- TEXT TO READ -
Some hold the opinion that Mia accused Woody of sexually abusing their seven year-old adopted daughter together, Dylan, at the time of their breakup because she was hurt and outraged that he had taken up with barely legal Soon-Yi right under her nose. There have been accusations that Mia coached Dylan to claim that Woody abused her. The case against Woody in this Vanity Fair article is convincing. It’s of course only one side of the story, and Woody was ultimately not convicted of abusing Dylan. Given his behavior with Soon-Yi, I didn’t find this other story hard to believe. Here’s part of the article, which I would recommend you read in full if you’re interested in this case. (Note that “Satchel” is Ronan Farrow’s given name.)
Calling attention to someone’s birthday-party behavior may seem trivial at best. However, Dr. Coates, who just happened to be in Mia’s apartment to work with one of her other children, had only to witness a brief greeting between Woody and Dylan before she began a discussion with Mia that resulted in Woody’s agreeing to address the issue through counseling. At that point Coates didn’t know that, according to several sources, Woody, wearing just underwear, would take Dylan to bed with him and entwine his body around hers; or that he would have her suck his thumb; or that often when Dylan went over to his apartment he would head straight for the bedroom with her so that they could get into bed and play. He called Mia a “spoilsport” when she objected to what she referred to as “wooing.” Mia has told people that he said that her concerns were her own sickness, and that he was just being warm. For a long time, Mia backed down. Her love for Woody had always been mixed with fear. He could reduce her to a pulp when he gave vent to his temper, but she was also in awe of him, because he always presented himself as “a morally superior person.”

Stored records:
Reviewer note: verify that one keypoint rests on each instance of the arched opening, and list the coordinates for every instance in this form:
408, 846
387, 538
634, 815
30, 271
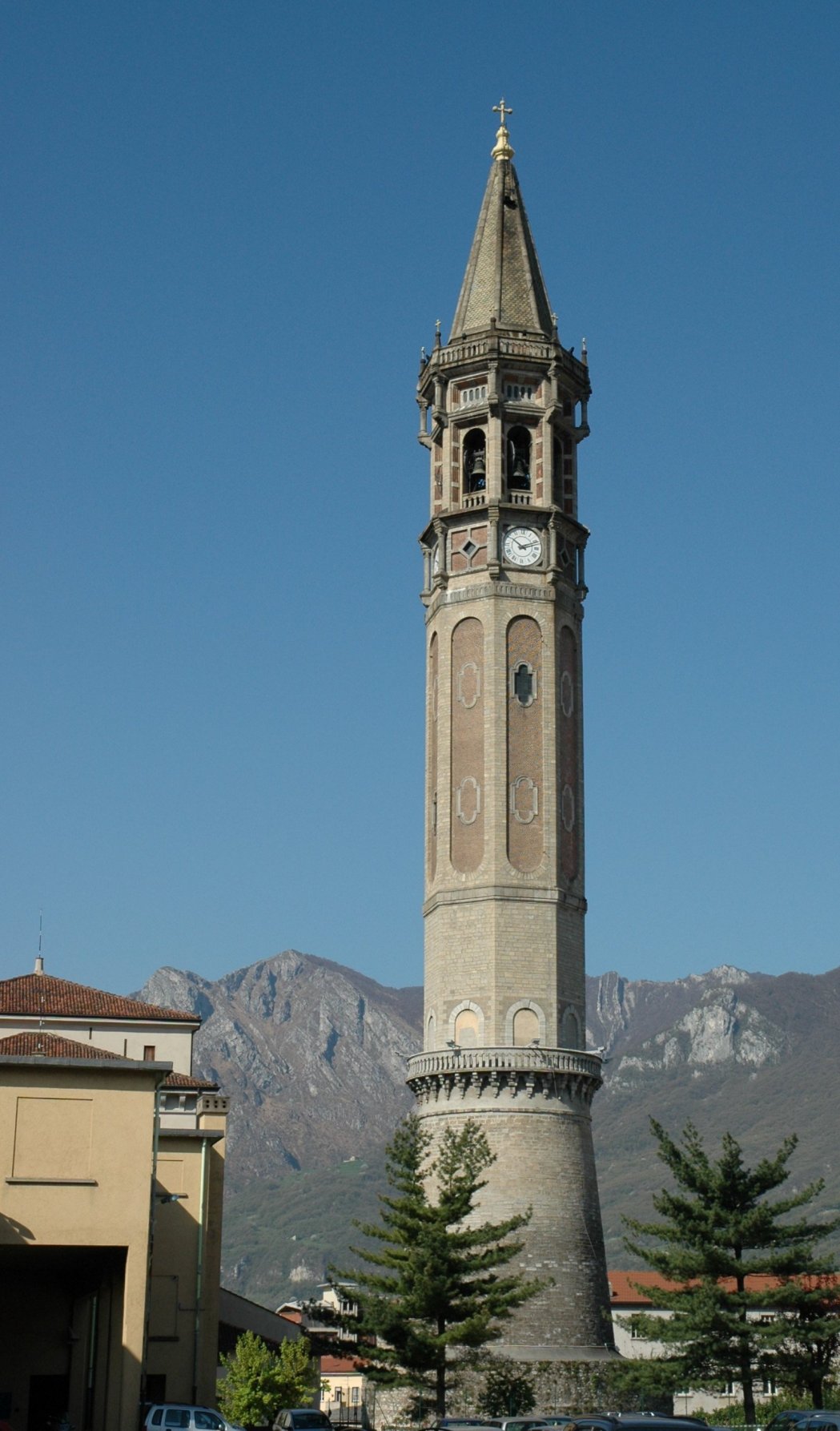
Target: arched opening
525, 1028
564, 482
467, 1030
476, 461
571, 1030
518, 460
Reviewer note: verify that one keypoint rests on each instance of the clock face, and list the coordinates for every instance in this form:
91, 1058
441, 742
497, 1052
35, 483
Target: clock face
523, 547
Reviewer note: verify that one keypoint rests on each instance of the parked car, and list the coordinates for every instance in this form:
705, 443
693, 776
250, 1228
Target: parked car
179, 1416
520, 1423
301, 1418
636, 1421
785, 1420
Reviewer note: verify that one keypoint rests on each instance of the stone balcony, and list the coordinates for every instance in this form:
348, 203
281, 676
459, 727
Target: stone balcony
565, 1076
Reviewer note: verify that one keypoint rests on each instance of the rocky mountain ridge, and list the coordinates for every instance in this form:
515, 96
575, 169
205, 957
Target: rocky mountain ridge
314, 1054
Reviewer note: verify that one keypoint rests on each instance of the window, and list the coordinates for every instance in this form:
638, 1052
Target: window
523, 683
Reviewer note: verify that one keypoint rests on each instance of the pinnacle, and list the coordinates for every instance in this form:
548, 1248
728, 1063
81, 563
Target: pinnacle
503, 285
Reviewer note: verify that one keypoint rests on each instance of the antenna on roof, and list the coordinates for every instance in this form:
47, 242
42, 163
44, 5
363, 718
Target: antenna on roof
39, 963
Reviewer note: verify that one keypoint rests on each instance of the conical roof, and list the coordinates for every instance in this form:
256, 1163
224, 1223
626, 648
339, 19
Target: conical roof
503, 278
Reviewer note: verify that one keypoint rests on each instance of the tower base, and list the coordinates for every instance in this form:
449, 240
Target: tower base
534, 1108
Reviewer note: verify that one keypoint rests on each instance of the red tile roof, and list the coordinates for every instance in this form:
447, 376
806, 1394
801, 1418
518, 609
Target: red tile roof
341, 1365
187, 1081
625, 1291
50, 1046
43, 995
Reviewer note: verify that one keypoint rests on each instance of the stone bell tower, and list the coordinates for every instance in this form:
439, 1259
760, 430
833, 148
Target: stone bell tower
503, 411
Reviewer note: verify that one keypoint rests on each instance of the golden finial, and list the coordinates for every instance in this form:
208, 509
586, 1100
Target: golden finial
503, 140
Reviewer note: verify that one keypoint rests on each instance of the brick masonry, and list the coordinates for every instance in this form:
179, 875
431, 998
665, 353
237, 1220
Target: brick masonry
504, 896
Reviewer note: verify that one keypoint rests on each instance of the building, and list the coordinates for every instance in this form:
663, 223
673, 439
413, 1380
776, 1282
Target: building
111, 1207
503, 411
633, 1292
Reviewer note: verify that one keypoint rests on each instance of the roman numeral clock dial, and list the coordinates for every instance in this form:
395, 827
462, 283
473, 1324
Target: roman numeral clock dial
523, 547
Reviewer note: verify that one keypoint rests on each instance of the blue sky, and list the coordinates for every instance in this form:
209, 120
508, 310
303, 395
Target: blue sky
229, 229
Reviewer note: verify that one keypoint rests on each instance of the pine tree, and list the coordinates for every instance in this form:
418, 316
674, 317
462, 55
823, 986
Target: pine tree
436, 1278
261, 1381
718, 1230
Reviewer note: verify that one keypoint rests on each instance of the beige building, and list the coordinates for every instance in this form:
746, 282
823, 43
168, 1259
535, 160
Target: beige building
111, 1207
503, 414
633, 1292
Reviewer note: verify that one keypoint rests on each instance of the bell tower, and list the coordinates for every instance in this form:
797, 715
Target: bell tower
503, 413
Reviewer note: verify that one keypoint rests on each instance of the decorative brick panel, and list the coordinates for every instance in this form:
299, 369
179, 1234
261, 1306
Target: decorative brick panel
525, 775
468, 779
567, 736
432, 813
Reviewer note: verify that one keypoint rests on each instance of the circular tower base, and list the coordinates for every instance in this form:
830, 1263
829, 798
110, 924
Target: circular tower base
533, 1105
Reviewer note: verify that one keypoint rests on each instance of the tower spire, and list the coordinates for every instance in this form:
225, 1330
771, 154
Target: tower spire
503, 285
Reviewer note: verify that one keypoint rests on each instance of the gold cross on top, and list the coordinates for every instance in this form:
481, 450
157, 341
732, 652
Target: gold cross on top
501, 109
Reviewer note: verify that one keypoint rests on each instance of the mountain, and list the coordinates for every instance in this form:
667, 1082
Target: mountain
314, 1059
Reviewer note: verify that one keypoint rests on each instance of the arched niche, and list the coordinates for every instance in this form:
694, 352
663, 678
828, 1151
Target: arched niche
467, 1025
570, 1030
518, 460
431, 1032
476, 461
523, 1018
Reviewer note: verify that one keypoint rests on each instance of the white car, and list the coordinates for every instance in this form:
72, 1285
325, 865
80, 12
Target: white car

- REQUIRED ACTIONS -
1. Copy the part of the passage on the Woody Allen accusations between "Some hold the" and "Farrow’s given name.)", inclusive, swapping "convincing" for "persuasive".
2. Please render the lines of the records between the line holding "arched niche, and" and the end of the records, inclusive, as a numbered list, leaving out blank lines.
The text and the records were drawn from unrelated sources.

- FINAL ANSWERS -
1.
Some hold the opinion that Mia accused Woody of sexually abusing their seven year-old adopted daughter together, Dylan, at the time of their breakup because she was hurt and outraged that he had taken up with barely legal Soon-Yi right under her nose. There have been accusations that Mia coached Dylan to claim that Woody abused her. The case against Woody in this Vanity Fair article is persuasive. It’s of course only one side of the story, and Woody was ultimately not convicted of abusing Dylan. Given his behavior with Soon-Yi, I didn’t find this other story hard to believe. Here’s part of the article, which I would recommend you read in full if you’re interested in this case. (Note that “Satchel” is Ronan Farrow’s given name.)

2.
1. Reviewer note: verify that one keypoint rests on each instance of the arched niche, and list the coordinates for every instance in this form:
2. 694, 352
3. 663, 678
4. 828, 1151
5. Target: arched niche
6. 467, 1025
7. 570, 1030
8. 518, 460
9. 431, 1032
10. 476, 461
11. 523, 1018
12. Reviewer note: verify that one keypoint rests on each instance of the white car, and list the coordinates for every instance in this form:
13. 72, 1285
14. 325, 865
15. 80, 12
16. Target: white car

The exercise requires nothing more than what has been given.